Collected data entries:

============

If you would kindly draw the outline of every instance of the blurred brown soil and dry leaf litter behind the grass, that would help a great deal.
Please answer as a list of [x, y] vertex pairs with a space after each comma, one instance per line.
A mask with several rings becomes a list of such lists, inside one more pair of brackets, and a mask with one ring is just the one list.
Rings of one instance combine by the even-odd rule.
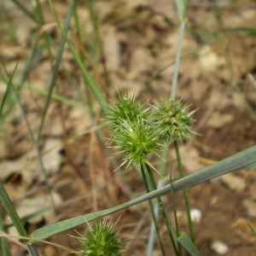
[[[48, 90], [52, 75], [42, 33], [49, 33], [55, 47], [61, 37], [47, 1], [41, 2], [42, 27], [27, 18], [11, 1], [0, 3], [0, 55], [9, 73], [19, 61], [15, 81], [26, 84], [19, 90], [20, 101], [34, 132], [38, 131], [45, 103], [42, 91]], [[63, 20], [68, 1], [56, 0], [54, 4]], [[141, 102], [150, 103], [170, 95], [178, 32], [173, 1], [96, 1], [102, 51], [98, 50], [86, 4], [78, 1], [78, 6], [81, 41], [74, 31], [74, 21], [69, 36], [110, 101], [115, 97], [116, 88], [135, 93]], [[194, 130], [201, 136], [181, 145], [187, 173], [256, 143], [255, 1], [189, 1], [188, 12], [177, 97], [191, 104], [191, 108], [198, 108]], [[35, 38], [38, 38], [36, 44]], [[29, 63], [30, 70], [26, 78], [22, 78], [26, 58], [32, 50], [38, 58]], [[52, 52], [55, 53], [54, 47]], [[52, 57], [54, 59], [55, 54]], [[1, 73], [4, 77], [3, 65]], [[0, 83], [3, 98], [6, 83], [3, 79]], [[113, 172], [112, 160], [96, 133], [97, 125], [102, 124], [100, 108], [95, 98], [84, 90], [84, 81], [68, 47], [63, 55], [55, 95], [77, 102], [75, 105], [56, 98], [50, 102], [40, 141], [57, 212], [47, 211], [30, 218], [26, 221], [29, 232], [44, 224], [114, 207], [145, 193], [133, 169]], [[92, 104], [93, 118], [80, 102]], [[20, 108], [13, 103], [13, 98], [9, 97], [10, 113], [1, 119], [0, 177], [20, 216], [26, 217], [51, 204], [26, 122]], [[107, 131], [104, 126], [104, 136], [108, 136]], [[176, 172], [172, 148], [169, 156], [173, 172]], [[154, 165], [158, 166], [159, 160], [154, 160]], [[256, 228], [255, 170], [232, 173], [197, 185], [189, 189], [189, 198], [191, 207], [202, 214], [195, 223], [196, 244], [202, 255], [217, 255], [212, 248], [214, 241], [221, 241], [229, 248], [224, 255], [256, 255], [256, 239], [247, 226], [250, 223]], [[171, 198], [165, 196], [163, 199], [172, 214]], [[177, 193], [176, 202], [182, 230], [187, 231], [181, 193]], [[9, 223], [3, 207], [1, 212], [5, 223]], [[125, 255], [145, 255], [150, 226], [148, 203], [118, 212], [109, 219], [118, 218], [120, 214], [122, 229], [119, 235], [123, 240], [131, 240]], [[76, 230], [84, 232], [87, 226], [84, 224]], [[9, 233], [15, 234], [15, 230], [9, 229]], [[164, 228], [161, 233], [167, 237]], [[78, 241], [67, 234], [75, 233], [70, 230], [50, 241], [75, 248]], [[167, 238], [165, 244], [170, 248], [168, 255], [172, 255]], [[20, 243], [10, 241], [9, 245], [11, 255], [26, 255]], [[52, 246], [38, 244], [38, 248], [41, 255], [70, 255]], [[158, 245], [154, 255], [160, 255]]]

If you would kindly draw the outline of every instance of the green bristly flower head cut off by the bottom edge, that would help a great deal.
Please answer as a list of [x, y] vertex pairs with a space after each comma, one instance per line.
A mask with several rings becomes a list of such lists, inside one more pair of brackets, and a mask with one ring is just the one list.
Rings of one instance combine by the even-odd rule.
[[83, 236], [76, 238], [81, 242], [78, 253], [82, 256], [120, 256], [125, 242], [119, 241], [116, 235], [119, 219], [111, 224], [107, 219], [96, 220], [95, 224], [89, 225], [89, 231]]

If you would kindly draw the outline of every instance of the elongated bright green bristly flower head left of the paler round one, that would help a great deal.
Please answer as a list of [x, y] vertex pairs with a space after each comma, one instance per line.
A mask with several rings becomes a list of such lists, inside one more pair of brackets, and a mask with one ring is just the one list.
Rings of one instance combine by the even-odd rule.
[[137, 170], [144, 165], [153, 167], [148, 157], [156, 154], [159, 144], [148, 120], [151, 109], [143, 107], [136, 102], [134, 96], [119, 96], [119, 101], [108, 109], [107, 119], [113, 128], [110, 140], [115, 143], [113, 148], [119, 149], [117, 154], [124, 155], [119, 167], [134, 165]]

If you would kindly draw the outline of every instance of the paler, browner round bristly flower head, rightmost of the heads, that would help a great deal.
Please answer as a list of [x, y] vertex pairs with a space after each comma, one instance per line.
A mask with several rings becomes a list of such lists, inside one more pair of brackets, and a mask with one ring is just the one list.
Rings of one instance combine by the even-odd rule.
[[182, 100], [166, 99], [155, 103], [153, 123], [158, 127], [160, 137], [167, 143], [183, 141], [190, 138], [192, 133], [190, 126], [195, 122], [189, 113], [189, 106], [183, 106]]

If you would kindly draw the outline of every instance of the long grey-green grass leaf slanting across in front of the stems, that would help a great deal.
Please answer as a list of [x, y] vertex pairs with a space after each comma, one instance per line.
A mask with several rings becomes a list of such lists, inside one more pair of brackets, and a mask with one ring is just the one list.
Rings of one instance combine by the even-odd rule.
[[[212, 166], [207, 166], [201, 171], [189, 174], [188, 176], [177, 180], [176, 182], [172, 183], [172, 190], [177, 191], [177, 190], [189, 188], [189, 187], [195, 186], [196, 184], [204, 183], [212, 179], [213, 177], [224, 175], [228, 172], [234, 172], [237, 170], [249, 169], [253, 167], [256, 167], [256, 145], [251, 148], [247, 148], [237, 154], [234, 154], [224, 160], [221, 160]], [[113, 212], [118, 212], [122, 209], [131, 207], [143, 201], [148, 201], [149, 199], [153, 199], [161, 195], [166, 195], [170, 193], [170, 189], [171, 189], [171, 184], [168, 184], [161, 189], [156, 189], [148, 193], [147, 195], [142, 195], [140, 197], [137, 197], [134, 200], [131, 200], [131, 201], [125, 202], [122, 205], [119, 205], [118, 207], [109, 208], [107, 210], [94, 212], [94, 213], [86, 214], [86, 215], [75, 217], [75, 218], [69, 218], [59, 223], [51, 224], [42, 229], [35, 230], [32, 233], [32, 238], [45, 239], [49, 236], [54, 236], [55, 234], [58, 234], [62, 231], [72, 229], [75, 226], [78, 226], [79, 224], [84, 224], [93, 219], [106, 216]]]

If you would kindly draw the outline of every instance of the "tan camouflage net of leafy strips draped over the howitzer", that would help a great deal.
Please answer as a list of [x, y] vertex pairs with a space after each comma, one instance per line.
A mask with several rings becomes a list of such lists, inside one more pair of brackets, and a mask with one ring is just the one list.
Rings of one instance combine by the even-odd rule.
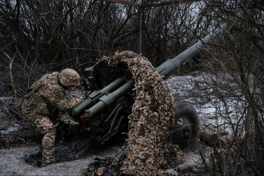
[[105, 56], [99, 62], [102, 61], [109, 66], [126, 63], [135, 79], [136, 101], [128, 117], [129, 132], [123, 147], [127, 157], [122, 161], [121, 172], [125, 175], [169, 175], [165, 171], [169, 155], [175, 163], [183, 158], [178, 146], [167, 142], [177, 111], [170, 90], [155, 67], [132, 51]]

============

> **Task brief**
The records above must be returned exactly, with each picture omitted.

> **Response to the exercise**
If you would kindly draw the outline of every instance of the blurred brown soil and dry leaf litter behind the grass, that would help a great deal.
Please answer as a list of [x, y] vertex pairs with a space after each comma, one instance per line.
A mask with several rings becomes a list of such lists, inside one more pair of brackets, and a mask with one ring is just the one list.
Rings of one instance combine by the even-odd rule.
[[[48, 90], [52, 75], [42, 33], [49, 33], [55, 47], [61, 37], [47, 1], [41, 2], [42, 27], [27, 18], [11, 1], [0, 3], [0, 55], [9, 73], [19, 61], [15, 81], [26, 84], [19, 90], [20, 101], [34, 132], [38, 131], [45, 103], [42, 91]], [[63, 20], [68, 1], [56, 0], [54, 4]], [[141, 102], [150, 103], [170, 95], [178, 32], [173, 1], [96, 1], [102, 51], [98, 50], [86, 4], [78, 1], [78, 6], [81, 41], [74, 31], [74, 21], [69, 36], [110, 101], [115, 97], [116, 88], [135, 93]], [[194, 130], [201, 136], [181, 145], [187, 173], [256, 143], [255, 1], [189, 1], [188, 12], [177, 97], [191, 104], [191, 108], [198, 108]], [[35, 38], [38, 38], [36, 44]], [[29, 63], [30, 70], [26, 78], [22, 78], [26, 58], [32, 50], [38, 58]], [[52, 52], [55, 53], [54, 47]], [[52, 57], [54, 59], [55, 54]], [[1, 73], [4, 77], [3, 65]], [[0, 83], [3, 98], [6, 83], [3, 79]], [[113, 172], [112, 160], [96, 133], [97, 125], [102, 124], [100, 108], [95, 98], [84, 90], [84, 81], [68, 47], [63, 55], [55, 95], [77, 102], [75, 105], [56, 98], [50, 102], [40, 141], [57, 212], [47, 211], [30, 218], [26, 221], [29, 232], [44, 224], [114, 207], [145, 193], [133, 169]], [[92, 104], [93, 118], [80, 102]], [[20, 108], [13, 103], [13, 98], [9, 97], [10, 113], [1, 119], [0, 177], [20, 216], [26, 217], [51, 204], [26, 122]], [[107, 131], [104, 126], [104, 136], [108, 136]], [[176, 172], [172, 148], [169, 156], [173, 172]], [[154, 165], [158, 166], [159, 160], [154, 160]], [[256, 228], [255, 170], [232, 173], [197, 185], [189, 189], [189, 198], [191, 207], [202, 214], [195, 223], [196, 244], [202, 255], [217, 255], [212, 248], [214, 241], [221, 241], [229, 248], [224, 255], [256, 255], [256, 239], [247, 226], [250, 223]], [[171, 198], [165, 196], [163, 199], [172, 214]], [[177, 193], [176, 202], [182, 230], [187, 231], [181, 193]], [[9, 223], [3, 207], [1, 212], [5, 223]], [[125, 255], [145, 255], [150, 226], [148, 203], [118, 212], [109, 219], [118, 218], [120, 214], [122, 229], [119, 235], [123, 240], [131, 240]], [[76, 230], [84, 232], [87, 226], [84, 224]], [[9, 233], [15, 234], [15, 230], [9, 229]], [[164, 228], [161, 233], [167, 237]], [[78, 241], [67, 234], [75, 233], [70, 230], [50, 241], [75, 248]], [[167, 238], [165, 244], [170, 248], [168, 255], [172, 255]], [[20, 243], [10, 241], [9, 245], [11, 255], [26, 255]], [[52, 246], [38, 244], [38, 248], [41, 255], [70, 255]], [[158, 245], [154, 255], [160, 255]]]

If you would kindly draw the outline of every instance of the green bristly flower head cut off by the bottom edge, that would help a great deal.
Please answer as a list of [x, y] vertex pairs with a space after each comma, one instance per line.
A mask with several rings becomes a list of such lists, inside one more pair of brackets, and a mask with one ring is just the one list.
Rings of one instance combine by the even-odd rule.
[[83, 236], [76, 238], [81, 242], [78, 253], [82, 256], [120, 256], [125, 242], [119, 241], [116, 235], [119, 219], [111, 224], [107, 219], [96, 220], [95, 224], [89, 225], [89, 231]]

If you would kindly draw the outline of every instance of the elongated bright green bristly flower head left of the paler round one, that would help a great deal.
Please answer as a list of [x, y] vertex pairs with a space after each comma, one instance per line.
A mask with several rings becomes a list of such lists, inside one more pair of brackets, and a mask with one ring is just the one list.
Rings of one instance combine by the even-odd rule.
[[137, 170], [144, 165], [153, 167], [148, 157], [156, 154], [159, 144], [148, 120], [151, 109], [143, 107], [136, 102], [134, 96], [119, 96], [119, 101], [108, 109], [107, 119], [113, 128], [110, 140], [115, 143], [113, 148], [119, 149], [117, 154], [124, 155], [119, 167], [134, 165]]

If you would kindly draw the outline of every instance of the paler, browner round bristly flower head, rightmost of the heads, that would help a great deal.
Please answer as a list of [x, y] vertex pairs with a space after each comma, one instance per line.
A mask with several rings becomes a list of such lists, inside one more pair of brackets, and a mask with one ring is just the one list.
Rings of one instance combine by the even-odd rule.
[[182, 100], [166, 99], [155, 103], [153, 123], [158, 127], [160, 137], [167, 143], [183, 141], [190, 138], [192, 133], [190, 126], [195, 122], [189, 113], [189, 106], [183, 106]]

If you would kindly draw the outline of every instance of the long grey-green grass leaf slanting across in front of the stems, that would help a great deal.
Please answer as a list of [x, y] vertex pairs with a space after each comma, one instance per line.
A mask with several rings becomes a list of such lists, inside one more pair of brackets, and a mask with one ring is just the one list.
Rings of one instance combine by the even-odd rule.
[[[212, 166], [207, 166], [201, 171], [189, 174], [188, 176], [177, 180], [176, 182], [172, 183], [172, 190], [177, 191], [177, 190], [189, 188], [189, 187], [195, 186], [196, 184], [204, 183], [212, 179], [213, 177], [224, 175], [228, 172], [234, 172], [237, 170], [249, 169], [253, 167], [256, 167], [256, 145], [251, 148], [247, 148], [237, 154], [234, 154], [224, 160], [221, 160]], [[113, 212], [118, 212], [122, 209], [131, 207], [143, 201], [148, 201], [149, 199], [153, 199], [161, 195], [166, 195], [170, 193], [170, 189], [171, 189], [171, 184], [168, 184], [161, 189], [156, 189], [148, 193], [147, 195], [142, 195], [140, 197], [137, 197], [134, 200], [131, 200], [131, 201], [125, 202], [122, 205], [119, 205], [118, 207], [109, 208], [107, 210], [94, 212], [94, 213], [86, 214], [86, 215], [75, 217], [75, 218], [69, 218], [59, 223], [51, 224], [42, 229], [35, 230], [32, 233], [32, 238], [45, 239], [49, 236], [54, 236], [55, 234], [58, 234], [62, 231], [72, 229], [75, 226], [78, 226], [79, 224], [84, 224], [93, 219], [106, 216]]]

If you would kindly draw the outline of every instance of the "tan camouflage net of leafy strips draped over the howitzer", that would help a great deal.
Please answer as a list of [x, y] vertex pairs with a space after each comma, one instance per line.
A mask with several rings becomes a list of such lists, inside one more pair of brackets, and a mask with one ring is just the one list.
Rings of one instance combine by the even-odd rule.
[[105, 56], [99, 62], [102, 61], [109, 66], [126, 63], [135, 79], [136, 101], [128, 117], [129, 132], [123, 147], [127, 157], [122, 161], [121, 172], [125, 175], [169, 175], [165, 171], [169, 155], [175, 163], [183, 158], [178, 146], [167, 142], [177, 111], [170, 90], [155, 67], [132, 51]]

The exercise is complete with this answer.